### TEXTE À LIRE ###
Les samedis 21 et 28 novembre, deux rassemblements contre la loi « sécurité globale » à Lille. Si les jours raccourcissent, on dirait bien que l’envie de déconfiner les colères est là. Nous avions envie de revenir sur les événements qui ont principalement consisté en des prises de parole de différents collectifs plus ou moins institués (plutôt plus que moins).
Nous étions plusieurs milliers, ce samedi 28 novembre, à se réunir contre la loi « Sécurité Globale » sur la place de la République. « La République » ? Disons plutôt, pour paraphraser Trotski, leur république et la nôtre. La place est judicieusement placée sous le regard de la statue du maréchal Faidherbe, massacreur colonial (1). De l’autre côté, nous étions pourtant réuni.es, au-delà de nos nombreuses divergences politiques, afin de sauver ce que république peut signifier pour nous : la capacité de prendre part aux affaires politiques, celle de lutter pour nos droits fondamentaux, individuels et collectifs.
Radicalement vôtre
Comme la semaine passée, dès 11 heures, le rassemblement est l’occasion de prises de parole, diffusées grâce à l’héroïque matériel prolétarien de la CGT. La relative radicalité des mots d’ordre énoncés par les représentant.es d’assos, de partis et de syndicats doit être soulignée.
En effet, loin de se limiter à exiger le seul retrait de l’article 24, portant sur le « floutage de gueule » des policiers, loin de borner le sujet au seul droit de la presse, tou.tes ont le souci d’élargir la question. Ce n’est pas seulement cet article, nous rappelle le représentant du Syndicat des Journalistes, organisateur du rassemblement, ni même cette loi, qui nous menace : c’est l’offensive réactionnaire générale du gouvernement telle qu’elle se déploie également dans la future loi sur les bon.nes Français.es (« séparatismes »), dans la loi de domestication de l’université, dans le retour de la loi de destruction de la Sécurité sociale, dans le blanc-seing accordé aux forces de police…
Saïd Bouamama, représentant du FUIQP (Front uni des immigrations et des quartiers populaires), dont le discours provoque le départ de Martine Aubry, rappelle ainsi la nouvelle disposition exigeant des universitaires qu’ils et elles mènent leurs recherches conformément aux « valeurs républicaines » : le flou (décidément…) entourant cette notion constitue la porte ouverte à un contrôle de la recherche universitaire par les politiques. Patrick Kanner nous offre un interlude comique : croyant pouvoir se lancer dans des envolées révolutionnaires (sa jeunesse passée à combattre au côté du Che nous avait jusqu’ici échappé), il est reconnu par la foule, qui le place face à ses contradictions (dans la vraie vie, Kanner était ministre PS de Valls pendant la Loi Travail) et achève piteusement son discours par un éloge de Martine Aubry, « défenseure des droits humains », qui provoque l’hilarité. L'orateur de LO (Lutte Ouvrière) suggère cette évidence : si le gouvernement proclame une loi permettant de dissimuler la répression, c’est avec l’intention d’en user ; la répression massive et sauvage des contestations à venir est donc à l’ordre du jour. Bernalicis de LFI, dans un discours un peu moins « la police avec nous » que son compère Adrien Q. la semaine précédente, la joue un peu plus finement : les crimes policiers, affirme-t-il, déshonorent l’ensemble des flics.
###
◆ OBJECTIF 1 ◆
Recopiez fidèlement le passage du texte sur les rassemblements de Lille, en commençant par « Nous étions plusieurs » et en continuant jusqu'à « individuels et collectifs. ».
◆ OBJECTIF 2 ◆
D'après le texte sur les rassemblements de Lille, sur quelle place s'est tenu le rassemblement du samedi 28 novembre ?
### ENTRÉES ENREGISTRÉES ###
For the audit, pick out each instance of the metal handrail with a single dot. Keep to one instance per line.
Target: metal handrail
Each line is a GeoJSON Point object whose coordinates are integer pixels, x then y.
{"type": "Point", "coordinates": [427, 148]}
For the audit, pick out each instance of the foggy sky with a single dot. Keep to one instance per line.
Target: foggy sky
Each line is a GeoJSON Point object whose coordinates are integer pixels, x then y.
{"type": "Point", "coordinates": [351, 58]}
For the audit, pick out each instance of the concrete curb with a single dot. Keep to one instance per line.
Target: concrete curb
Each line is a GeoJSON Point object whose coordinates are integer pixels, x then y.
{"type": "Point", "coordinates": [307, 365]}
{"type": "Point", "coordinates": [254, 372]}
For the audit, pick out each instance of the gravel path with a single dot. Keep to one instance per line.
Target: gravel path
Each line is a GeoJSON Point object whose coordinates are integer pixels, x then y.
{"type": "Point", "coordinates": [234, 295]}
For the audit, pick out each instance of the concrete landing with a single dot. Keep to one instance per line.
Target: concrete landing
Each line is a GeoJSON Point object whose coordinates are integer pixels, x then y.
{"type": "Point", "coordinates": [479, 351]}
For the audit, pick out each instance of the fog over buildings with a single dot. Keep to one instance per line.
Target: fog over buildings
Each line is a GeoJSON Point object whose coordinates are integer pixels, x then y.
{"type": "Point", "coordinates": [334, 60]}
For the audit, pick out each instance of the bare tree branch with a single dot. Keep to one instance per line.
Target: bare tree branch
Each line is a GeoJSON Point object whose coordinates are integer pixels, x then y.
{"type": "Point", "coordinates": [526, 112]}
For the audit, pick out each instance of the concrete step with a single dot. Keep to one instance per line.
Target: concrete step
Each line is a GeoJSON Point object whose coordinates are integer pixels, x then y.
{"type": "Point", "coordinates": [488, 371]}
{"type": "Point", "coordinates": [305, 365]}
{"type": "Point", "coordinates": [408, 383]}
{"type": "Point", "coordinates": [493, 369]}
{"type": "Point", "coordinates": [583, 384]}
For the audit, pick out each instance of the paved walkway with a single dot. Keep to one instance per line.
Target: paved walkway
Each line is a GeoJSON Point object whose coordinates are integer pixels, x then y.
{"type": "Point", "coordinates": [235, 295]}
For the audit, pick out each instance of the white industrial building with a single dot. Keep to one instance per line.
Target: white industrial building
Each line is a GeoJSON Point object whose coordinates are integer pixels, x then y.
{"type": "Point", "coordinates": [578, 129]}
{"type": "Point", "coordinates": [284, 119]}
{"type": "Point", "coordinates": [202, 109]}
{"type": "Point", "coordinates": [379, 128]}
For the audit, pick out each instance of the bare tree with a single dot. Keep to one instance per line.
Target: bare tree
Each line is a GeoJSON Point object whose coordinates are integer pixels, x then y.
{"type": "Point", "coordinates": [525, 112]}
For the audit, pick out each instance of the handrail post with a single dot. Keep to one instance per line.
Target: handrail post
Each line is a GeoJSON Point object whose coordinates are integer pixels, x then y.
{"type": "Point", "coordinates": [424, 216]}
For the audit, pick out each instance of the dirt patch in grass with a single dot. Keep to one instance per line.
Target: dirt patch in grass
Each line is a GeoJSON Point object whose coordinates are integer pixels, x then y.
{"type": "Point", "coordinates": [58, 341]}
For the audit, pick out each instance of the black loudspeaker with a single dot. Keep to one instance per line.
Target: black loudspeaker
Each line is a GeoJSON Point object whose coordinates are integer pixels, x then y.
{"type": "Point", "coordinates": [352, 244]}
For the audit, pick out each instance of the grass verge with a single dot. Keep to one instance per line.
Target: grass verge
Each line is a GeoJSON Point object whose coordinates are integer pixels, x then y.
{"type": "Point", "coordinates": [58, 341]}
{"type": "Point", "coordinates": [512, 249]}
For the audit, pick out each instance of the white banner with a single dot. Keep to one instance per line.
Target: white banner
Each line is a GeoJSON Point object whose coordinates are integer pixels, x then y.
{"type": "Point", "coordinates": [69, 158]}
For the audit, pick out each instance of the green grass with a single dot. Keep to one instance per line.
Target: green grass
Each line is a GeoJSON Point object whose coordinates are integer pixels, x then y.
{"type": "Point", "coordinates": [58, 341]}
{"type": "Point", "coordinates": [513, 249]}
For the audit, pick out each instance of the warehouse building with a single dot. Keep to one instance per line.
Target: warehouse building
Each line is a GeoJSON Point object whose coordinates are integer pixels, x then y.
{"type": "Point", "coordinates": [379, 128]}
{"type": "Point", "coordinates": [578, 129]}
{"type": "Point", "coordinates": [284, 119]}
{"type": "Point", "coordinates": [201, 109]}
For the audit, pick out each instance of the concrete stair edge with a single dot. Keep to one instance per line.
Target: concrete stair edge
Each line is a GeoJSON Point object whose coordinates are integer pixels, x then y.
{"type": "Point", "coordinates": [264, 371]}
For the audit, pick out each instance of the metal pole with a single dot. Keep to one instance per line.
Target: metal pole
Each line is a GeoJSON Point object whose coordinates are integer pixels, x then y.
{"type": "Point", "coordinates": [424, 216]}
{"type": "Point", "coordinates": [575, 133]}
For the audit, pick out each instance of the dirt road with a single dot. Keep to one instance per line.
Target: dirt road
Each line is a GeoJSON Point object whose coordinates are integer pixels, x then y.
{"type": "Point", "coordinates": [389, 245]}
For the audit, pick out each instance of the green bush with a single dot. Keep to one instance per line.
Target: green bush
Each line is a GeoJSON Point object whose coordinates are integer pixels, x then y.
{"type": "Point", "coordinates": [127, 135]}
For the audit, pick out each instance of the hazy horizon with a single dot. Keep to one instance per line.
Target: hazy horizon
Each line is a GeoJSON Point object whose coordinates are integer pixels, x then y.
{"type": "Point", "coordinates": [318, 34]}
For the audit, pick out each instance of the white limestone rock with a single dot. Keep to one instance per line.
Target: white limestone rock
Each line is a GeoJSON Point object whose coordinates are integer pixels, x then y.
###
◆ RÉSULTAT ATTENDU 1 ◆
Nous étions plusieurs milliers, ce samedi 28 novembre, à se réunir contre la loi « Sécurité Globale » sur la place de la République. « La République » ? Disons plutôt, pour paraphraser Trotski, leur république et la nôtre. La place est judicieusement placée sous le regard de la statue du maréchal Faidherbe, massacreur colonial (1). De l’autre côté, nous étions pourtant réuni.es, au-delà de nos nombreuses divergences politiques, afin de sauver ce que république peut signifier pour nous : la capacité de prendre part aux affaires politiques, celle de lutter pour nos droits fondamentaux, individuels et collectifs.

◆ RÉSULTAT ATTENDU 2 ◆
Sur la place de la République.